- Work instructions -
Please repeat the lines below verbatim, from the line with "Find the bus wheel" up to and including the line with "<point>667,435</point>".
### Listed records
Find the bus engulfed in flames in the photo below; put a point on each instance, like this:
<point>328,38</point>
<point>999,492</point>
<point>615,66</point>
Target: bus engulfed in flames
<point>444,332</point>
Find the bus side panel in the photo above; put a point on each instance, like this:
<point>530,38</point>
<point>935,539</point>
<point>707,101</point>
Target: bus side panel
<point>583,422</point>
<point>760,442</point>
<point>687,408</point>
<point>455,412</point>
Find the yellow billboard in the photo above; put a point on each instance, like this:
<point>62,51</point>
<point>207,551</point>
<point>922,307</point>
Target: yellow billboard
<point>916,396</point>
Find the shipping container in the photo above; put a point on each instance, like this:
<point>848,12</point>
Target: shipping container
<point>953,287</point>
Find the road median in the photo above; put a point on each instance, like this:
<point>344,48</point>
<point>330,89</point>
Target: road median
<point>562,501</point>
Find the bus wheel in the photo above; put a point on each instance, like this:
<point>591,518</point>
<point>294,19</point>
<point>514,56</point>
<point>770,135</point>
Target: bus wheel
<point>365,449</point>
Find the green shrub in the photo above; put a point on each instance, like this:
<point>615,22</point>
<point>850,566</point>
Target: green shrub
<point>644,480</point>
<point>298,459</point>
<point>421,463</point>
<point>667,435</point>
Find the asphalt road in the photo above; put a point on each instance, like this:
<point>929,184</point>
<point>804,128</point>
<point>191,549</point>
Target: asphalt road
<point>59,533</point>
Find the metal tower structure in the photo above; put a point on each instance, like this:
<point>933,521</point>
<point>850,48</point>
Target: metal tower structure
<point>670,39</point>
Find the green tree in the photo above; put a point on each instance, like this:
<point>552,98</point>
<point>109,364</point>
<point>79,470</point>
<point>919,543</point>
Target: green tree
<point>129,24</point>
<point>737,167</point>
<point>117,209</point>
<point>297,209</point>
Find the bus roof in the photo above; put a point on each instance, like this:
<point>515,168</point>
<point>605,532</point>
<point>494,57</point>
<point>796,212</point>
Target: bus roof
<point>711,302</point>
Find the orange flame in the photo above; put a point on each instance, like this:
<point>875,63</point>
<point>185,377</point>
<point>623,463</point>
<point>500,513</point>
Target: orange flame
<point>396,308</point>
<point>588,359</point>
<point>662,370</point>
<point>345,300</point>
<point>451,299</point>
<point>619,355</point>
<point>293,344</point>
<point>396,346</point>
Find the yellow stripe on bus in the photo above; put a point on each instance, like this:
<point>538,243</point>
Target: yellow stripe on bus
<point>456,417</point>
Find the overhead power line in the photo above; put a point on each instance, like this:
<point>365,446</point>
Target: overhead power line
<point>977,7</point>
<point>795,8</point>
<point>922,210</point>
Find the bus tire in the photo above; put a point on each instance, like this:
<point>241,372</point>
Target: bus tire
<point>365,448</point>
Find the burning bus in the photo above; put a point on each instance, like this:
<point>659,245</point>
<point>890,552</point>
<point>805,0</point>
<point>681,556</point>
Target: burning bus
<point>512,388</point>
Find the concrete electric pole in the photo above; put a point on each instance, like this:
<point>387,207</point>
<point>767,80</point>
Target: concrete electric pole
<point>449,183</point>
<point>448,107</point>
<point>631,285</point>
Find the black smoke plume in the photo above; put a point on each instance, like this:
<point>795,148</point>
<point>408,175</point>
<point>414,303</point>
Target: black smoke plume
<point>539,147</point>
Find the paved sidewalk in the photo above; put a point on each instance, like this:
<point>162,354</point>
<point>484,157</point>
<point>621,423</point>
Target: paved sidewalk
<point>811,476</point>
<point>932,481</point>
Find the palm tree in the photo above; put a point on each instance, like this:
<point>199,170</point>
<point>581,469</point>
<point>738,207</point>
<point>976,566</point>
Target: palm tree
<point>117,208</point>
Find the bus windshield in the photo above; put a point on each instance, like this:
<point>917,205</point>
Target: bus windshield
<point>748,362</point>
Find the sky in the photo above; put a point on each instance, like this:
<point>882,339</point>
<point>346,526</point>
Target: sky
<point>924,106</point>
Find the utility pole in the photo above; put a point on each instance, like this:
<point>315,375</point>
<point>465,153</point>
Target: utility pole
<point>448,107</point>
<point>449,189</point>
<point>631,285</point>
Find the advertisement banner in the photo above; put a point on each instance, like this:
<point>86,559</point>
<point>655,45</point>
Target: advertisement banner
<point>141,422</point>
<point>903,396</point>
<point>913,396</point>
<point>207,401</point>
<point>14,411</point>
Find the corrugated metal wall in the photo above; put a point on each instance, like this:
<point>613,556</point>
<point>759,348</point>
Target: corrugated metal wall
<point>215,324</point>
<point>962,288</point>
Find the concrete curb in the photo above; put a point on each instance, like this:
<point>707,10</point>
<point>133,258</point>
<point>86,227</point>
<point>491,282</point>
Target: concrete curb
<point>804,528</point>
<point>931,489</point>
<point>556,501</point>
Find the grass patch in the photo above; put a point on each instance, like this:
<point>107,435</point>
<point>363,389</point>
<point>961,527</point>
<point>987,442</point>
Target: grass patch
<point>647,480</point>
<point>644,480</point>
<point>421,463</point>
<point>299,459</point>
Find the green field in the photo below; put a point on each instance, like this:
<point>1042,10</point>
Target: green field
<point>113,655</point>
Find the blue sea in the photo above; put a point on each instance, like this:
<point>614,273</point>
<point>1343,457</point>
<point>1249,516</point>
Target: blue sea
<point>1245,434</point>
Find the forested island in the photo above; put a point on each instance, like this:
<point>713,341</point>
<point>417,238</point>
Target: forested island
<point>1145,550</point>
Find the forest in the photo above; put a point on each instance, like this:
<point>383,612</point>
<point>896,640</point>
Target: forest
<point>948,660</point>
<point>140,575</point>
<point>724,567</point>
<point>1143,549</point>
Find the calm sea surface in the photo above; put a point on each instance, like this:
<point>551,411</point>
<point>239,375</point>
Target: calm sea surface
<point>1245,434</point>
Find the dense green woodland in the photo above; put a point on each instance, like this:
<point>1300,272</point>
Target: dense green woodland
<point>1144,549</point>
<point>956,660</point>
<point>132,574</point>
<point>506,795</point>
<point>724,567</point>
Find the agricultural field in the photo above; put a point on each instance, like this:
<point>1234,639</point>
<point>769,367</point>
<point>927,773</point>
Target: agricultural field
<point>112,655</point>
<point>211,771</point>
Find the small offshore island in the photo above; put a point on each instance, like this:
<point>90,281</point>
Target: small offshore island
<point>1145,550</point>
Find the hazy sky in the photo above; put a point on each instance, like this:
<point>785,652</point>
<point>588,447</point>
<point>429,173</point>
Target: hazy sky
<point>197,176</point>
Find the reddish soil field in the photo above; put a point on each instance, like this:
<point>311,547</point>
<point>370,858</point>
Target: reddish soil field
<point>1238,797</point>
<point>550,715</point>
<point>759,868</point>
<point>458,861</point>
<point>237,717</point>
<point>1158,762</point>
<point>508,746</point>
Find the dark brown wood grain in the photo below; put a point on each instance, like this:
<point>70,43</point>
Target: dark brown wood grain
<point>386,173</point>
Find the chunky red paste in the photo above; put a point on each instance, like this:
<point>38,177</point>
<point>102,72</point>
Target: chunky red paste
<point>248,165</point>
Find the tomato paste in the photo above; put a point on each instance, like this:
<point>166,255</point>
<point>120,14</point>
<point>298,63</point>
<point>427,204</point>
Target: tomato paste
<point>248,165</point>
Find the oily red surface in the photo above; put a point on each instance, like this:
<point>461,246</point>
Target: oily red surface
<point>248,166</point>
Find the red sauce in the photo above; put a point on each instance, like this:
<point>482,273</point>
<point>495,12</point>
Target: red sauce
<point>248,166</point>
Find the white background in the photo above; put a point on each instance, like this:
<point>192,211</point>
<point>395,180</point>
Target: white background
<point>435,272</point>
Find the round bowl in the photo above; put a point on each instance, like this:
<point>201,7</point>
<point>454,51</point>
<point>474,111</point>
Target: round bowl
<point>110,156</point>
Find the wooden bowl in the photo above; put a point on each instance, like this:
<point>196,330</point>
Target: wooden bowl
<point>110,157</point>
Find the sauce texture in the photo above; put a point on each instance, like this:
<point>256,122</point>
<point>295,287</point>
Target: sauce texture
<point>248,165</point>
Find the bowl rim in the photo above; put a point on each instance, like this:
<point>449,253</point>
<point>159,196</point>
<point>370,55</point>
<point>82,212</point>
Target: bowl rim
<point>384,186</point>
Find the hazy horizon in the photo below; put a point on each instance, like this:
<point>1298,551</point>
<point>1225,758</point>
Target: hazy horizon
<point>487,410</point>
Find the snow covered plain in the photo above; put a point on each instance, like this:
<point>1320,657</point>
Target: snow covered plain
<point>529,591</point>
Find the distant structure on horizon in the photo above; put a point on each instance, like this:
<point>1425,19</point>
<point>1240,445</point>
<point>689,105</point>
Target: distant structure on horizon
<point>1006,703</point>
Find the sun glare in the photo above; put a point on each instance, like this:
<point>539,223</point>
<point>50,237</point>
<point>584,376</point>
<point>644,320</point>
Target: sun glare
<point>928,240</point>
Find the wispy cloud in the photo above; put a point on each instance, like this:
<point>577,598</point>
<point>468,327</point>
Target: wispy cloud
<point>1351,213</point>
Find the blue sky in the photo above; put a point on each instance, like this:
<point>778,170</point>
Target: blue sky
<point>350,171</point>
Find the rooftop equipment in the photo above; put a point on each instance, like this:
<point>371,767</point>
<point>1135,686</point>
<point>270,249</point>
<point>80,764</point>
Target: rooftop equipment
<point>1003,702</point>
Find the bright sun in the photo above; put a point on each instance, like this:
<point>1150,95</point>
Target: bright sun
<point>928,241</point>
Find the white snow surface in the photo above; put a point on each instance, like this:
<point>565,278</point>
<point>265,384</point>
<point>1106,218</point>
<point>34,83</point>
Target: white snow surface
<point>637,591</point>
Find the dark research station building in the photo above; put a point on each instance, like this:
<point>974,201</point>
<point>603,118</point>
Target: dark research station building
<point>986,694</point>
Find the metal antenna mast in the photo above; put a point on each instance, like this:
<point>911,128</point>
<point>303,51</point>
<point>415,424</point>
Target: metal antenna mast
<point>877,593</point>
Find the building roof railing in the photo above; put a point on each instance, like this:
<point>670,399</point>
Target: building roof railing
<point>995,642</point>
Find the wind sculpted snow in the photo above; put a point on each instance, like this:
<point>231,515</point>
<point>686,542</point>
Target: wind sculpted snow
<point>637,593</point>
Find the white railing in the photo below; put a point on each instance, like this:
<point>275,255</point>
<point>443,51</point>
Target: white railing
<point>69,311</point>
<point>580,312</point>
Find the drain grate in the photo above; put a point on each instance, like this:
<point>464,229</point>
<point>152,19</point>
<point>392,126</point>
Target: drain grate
######
- Task solution -
Find the bus wheel in the photo above; put a point on each instance, like this:
<point>591,518</point>
<point>294,19</point>
<point>514,56</point>
<point>770,135</point>
Target: bus wheel
<point>365,449</point>
Find the green shrub in the photo above; put a point on each instance, like this:
<point>615,22</point>
<point>850,566</point>
Target: green shrub
<point>644,480</point>
<point>298,459</point>
<point>421,463</point>
<point>667,435</point>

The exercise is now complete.